§ Work to do
Copy each of the records below line for line, with no changes.

(Stored items)
----
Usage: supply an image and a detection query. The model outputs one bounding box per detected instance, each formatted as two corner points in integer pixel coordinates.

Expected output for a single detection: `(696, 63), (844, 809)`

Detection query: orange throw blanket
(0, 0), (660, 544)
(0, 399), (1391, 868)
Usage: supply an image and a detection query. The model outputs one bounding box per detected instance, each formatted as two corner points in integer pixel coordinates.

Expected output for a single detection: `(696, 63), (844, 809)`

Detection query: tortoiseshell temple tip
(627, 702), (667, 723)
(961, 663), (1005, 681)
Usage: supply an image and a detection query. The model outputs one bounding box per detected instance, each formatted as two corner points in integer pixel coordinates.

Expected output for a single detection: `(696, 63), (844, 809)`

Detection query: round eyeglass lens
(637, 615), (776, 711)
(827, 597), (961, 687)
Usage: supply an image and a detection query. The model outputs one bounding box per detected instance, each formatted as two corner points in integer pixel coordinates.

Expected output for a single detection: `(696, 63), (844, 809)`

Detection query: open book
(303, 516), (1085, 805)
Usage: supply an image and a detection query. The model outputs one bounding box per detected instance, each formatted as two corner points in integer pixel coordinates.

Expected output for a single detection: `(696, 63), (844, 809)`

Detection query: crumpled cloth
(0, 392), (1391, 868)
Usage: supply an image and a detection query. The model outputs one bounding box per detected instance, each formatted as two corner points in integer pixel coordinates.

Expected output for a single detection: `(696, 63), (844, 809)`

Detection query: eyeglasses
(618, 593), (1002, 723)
----
§ Solution below
Usage: supply an image and a detection query. The model outputs one bounding box per detected instance, each formatted as two corner points in integer pixel coordinates.

Expected output for a single detection: `(696, 63), (844, 809)`

Detection query: orange throw blanket
(0, 0), (660, 544)
(0, 399), (1391, 868)
Usage: supply an image and a detection query. The model outputs one bounding box per detected instance, each formatted as two corner points in integer pixel coordinates.

Expected output for a single detection: `(696, 63), (844, 809)`

Detection query: tortoiseshell temple tip
(627, 702), (667, 723)
(961, 663), (1005, 681)
Usage: supply an image and a detection query. The model outputs one bounding box per detected instance, each formatted as two corner points in integer pixel coordinates.

Expected output for a single detection: `(696, 63), (844, 809)`

Detection query: round eyeglass lens
(637, 615), (776, 711)
(827, 597), (961, 687)
Usage: supply an image and a detection query. The model outputs one bounding box per detected instance, each formatted as two corner points in integer pixel coordinates.

Expected output for a single detection: `(696, 63), (844, 809)`

Detection query: open book
(303, 516), (1085, 805)
Usage: supply an image and a detection query. The model outputs one bounding box per detected instance, each formatted as two corner points in integer pixel coordinates.

Expected output for a single detection: `(696, 63), (844, 809)`

Detection query: crumpled cloth
(0, 392), (1391, 868)
Usage: supply an image and a detection query. The model outputs one bounding box per detected instance, each formatted as two corner points in integer pixel coordinates.

Expected output for a single detection: `(696, 63), (844, 809)`

Detection query: eyeglasses
(618, 593), (1002, 723)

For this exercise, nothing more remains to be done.